ITAPECERICA (SÉCULO XVIII E INÍCIO DO SÉCULO XIX).

Marcio Marchioro

(Mestrando/UFPR)

Resumo. A nossa comunicação de pesquisa inserida no campo da História Indígena pretende apresentar fragmentos da dinâmica interna dos casamentos entre os índios aldeados na aldeia de Itapecerica (1732-1830). Consiste em desenvolvimento inicial da minha pesquisa de mestrado na Pós-graduação em História da UFPR. O objetivo geral do trabalho consiste em fazer um debate a respeito dos casamentos no aldeamento de Itapecerica no período que compreende o século XVIII e início do século XIX. Aqui especificamente neste trabalho, procuraremos compreender aspectos da organização social dos aldeamentos indígenas no final do período colonial por meio de listas nominativas em confronto com os registros de casamento. A forma de proceder na análise das fontes documentais a serem usadas em nossa pesquisa está pautada em autores que estudam História Social da Família no Brasil. Esses trabalhos, servirão de inspiração metodológica no objetivo de se extrair informação das fontes paróquias e das oficiais ligadas à Coroa portuguesa. Palavras-chave: História indígena; São Paulo; Século XVIII

Financiamento: Bolsista CAPES

Introdução

A fundação do aldeamento de Itapecerica no entorno da cidade de São

Paulo gera uma série de discordâncias. Durante os 70 anos iniciais de administração

dos jesuítas foram produzidos poucos documentos sobre a aldeia missionaria. Sua

data de fundação mais provável é 1689 (CORRÊA, 1999: p. 38). O aldeamento

sempre manteve um vínculo forte com a aldeia de Carapicuíba e a de Embu (Ibid.: p.

- Instruções do exercício: Dê seguimento ao texto acima sobre os casamentos no aldeamento de Itapecerica, a partir do ponto em que ele termina.

- Dados fornecidos:
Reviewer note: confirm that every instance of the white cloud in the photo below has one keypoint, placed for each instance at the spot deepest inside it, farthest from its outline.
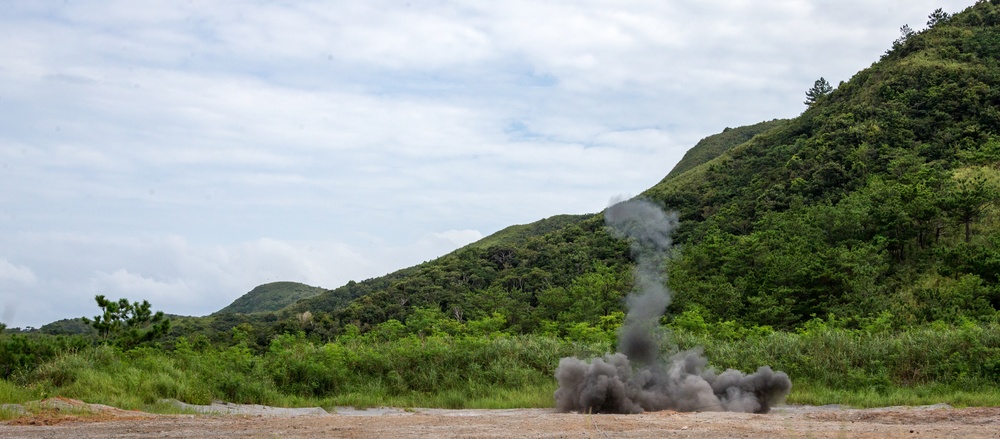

- Resposta da tarefa:
39). Não só Itapecerica, mas também a aldeia missionária de São José teriam sido

formadas com índios de Carapicuíba. O aldeamento de Carapicuíba tinha atingido

seu limite máximo de expansão e já não havia mais lugar para todas as famílias que

ali residiam. Assim alguns índios foram transmigrados para novo terreno e, por isso,

há uma manutenção de um vínculo histórico e de aliança com a aldeia de

Carapicuíba (Ibid.: p. 42).1

Nos primeiros 50 anos do século XVIII a aldeia tinha uma administração

jesuítica que era muitas vezes compartilhada com a aldeia de Embu. O padre

Belchior Pontes – talvez o mais conhecido dos jesuítas que administraram

Itapecerica –, teria relatado que uma semana ele passava na aldeia de Embu e na

outra em Itapecerica, além de atender também os colonos localizados no entorno

dos aldeamentos (Ibid.: p. 46). Em alguns momentos específicos, no entanto,

Itapecerica esteve sobre administração jesuítica autônoma.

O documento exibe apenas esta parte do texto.